[Point localization data]
┄┄┄┄┄┄┄┄┄┄┄┄┄┄┄┄┄┄┄┄

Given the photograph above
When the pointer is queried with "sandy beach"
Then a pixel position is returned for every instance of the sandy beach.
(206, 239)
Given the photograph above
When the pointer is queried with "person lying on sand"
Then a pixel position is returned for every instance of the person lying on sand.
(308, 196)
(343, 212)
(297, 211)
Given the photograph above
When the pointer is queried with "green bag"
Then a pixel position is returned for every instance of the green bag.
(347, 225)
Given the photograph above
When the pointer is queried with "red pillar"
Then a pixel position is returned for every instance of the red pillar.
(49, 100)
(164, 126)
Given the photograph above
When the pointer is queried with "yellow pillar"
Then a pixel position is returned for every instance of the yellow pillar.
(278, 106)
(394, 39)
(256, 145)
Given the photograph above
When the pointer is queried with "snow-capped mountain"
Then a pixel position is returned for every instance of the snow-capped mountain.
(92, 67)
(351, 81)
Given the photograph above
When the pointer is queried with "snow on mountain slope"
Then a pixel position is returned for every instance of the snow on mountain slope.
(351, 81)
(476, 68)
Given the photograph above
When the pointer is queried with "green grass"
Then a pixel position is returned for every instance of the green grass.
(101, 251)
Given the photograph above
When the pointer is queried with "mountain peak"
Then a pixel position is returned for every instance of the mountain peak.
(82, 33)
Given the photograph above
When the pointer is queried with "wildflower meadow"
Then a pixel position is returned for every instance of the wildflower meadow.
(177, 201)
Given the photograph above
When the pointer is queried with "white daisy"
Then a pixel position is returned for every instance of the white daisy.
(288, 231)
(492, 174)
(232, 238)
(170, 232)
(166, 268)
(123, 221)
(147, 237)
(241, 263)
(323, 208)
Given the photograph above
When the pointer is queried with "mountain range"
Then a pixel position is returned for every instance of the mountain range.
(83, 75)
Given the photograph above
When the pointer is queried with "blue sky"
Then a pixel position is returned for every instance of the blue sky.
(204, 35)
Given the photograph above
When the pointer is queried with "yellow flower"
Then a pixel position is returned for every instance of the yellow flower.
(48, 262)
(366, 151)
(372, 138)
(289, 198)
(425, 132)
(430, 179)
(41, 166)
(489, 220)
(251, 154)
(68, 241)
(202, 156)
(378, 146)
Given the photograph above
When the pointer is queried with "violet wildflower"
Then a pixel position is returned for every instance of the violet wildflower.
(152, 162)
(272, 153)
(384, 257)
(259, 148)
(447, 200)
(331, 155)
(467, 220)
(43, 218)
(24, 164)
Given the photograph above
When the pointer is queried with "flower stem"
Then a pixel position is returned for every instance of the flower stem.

┄┄┄┄┄┄┄┄┄┄┄┄┄┄┄┄┄┄┄┄

Assignment — For this exercise, restate each of the entries without any deviation.

Task answer —
Given the photograph above
When the pointer is queried with "sandy beach"
Then a pixel position is returned for every instance of the sandy beach.
(206, 239)
Given the photograph above
When the pointer is queried with "person lying on sand"
Then a pixel position is returned for every instance of the person lying on sand.
(308, 196)
(343, 212)
(297, 211)
Given the photograph above
When the pointer is queried with "green bag"
Then a pixel position is returned for every instance of the green bag.
(347, 225)
Given the photograph above
When the pointer is queried with "red pillar"
Then a pixel position is returned for every instance of the red pillar.
(49, 100)
(164, 126)
Given the photograph above
When the pointer is queried with "yellow pillar"
Then a pixel position is returned for every instance of the yellow pillar.
(278, 106)
(394, 39)
(256, 145)
Given the photograph above
When the pointer is queried with "snow-capped mountain"
Then a pixel position is returned for every instance of the snow-capped mountain.
(92, 67)
(351, 81)
Given the photograph above
When the pointer is queried with "snow on mountain slope"
Then a pixel position is returned for every instance of the snow on mountain slope.
(351, 81)
(476, 68)
Given the photograph above
When the pointer is queried with "green grass"
Then a pixel position is returned for every instance of the green grass.
(101, 251)
Given the photograph above
When the pointer is queried with "mountain peak"
Then a pixel position is returned for every instance of the mountain peak.
(82, 33)
Given the photograph above
When the pointer is queried with "wildflower meadow"
Then a pixel position is returned for every instance of the wildflower meadow.
(177, 201)
Given the photograph above
When the pointer is queried with "white daisy"
Then a pixel position is returned for every instance of the white daisy.
(288, 231)
(492, 174)
(232, 238)
(170, 232)
(166, 268)
(123, 221)
(147, 237)
(241, 263)
(323, 208)
Given the photograph above
When the pointer is queried with "mountain range"
Then a pixel position is returned for every instance of the mountain range.
(83, 75)
Given the photograph above
When the pointer is queried with "blue sky"
Then a pixel position is returned for every instance of the blue sky.
(204, 35)
Given the photograph above
When the pointer is queried with "yellow flower"
Then a pixel position is returned for every instance of the yellow flower.
(48, 262)
(366, 151)
(372, 138)
(289, 198)
(425, 132)
(430, 179)
(41, 166)
(489, 220)
(251, 154)
(68, 241)
(202, 156)
(378, 146)
Given the photograph above
When the pointer is queried with "violet wildflower"
Then a pixel position is returned for every instance of the violet wildflower.
(152, 162)
(272, 153)
(384, 257)
(259, 148)
(447, 200)
(331, 155)
(467, 220)
(43, 218)
(24, 164)
Given the photograph above
When the pointer is queried with "flower stem"
Then a pixel position is returned for every instance of the flower stem.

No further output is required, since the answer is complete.